──────── Input ────────

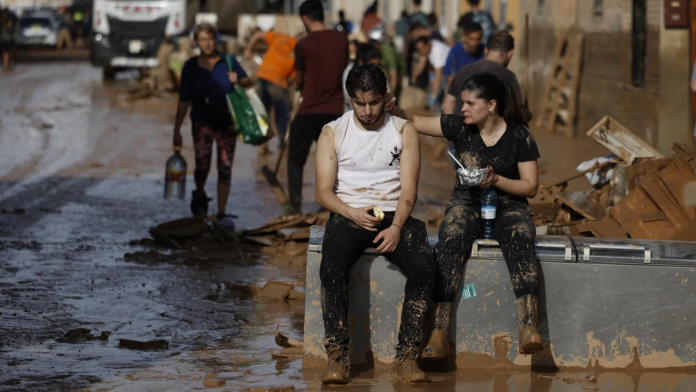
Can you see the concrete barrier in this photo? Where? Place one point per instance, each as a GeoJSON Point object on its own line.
{"type": "Point", "coordinates": [603, 304]}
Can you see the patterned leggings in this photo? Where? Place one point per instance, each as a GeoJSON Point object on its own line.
{"type": "Point", "coordinates": [203, 137]}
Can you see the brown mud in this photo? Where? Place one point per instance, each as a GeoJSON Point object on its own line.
{"type": "Point", "coordinates": [80, 186]}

────────

Instructions for the task -
Each line from the one containing "Can you see the brown" to the end of the entries above should be copied exactly, and no other line.

Written reply -
Can you see the brown mud in this photo? Where? Place one point per instance, each as a GeoJSON Point object on its own line.
{"type": "Point", "coordinates": [80, 186]}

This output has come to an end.